■ **DIRECTIVE**: Rewrite the lines below, putting "object" in place of "target" wherever it occurs and leaving everything else untouched.

■ **RECORDED INFORMATION**:
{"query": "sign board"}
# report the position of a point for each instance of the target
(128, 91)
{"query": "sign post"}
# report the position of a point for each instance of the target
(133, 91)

■ **REPLY TO THE TASK**:
{"query": "sign board"}
# report the position of a point for each instance of the object
(128, 91)
{"query": "sign post"}
# report the position of a point for each instance of the object
(133, 91)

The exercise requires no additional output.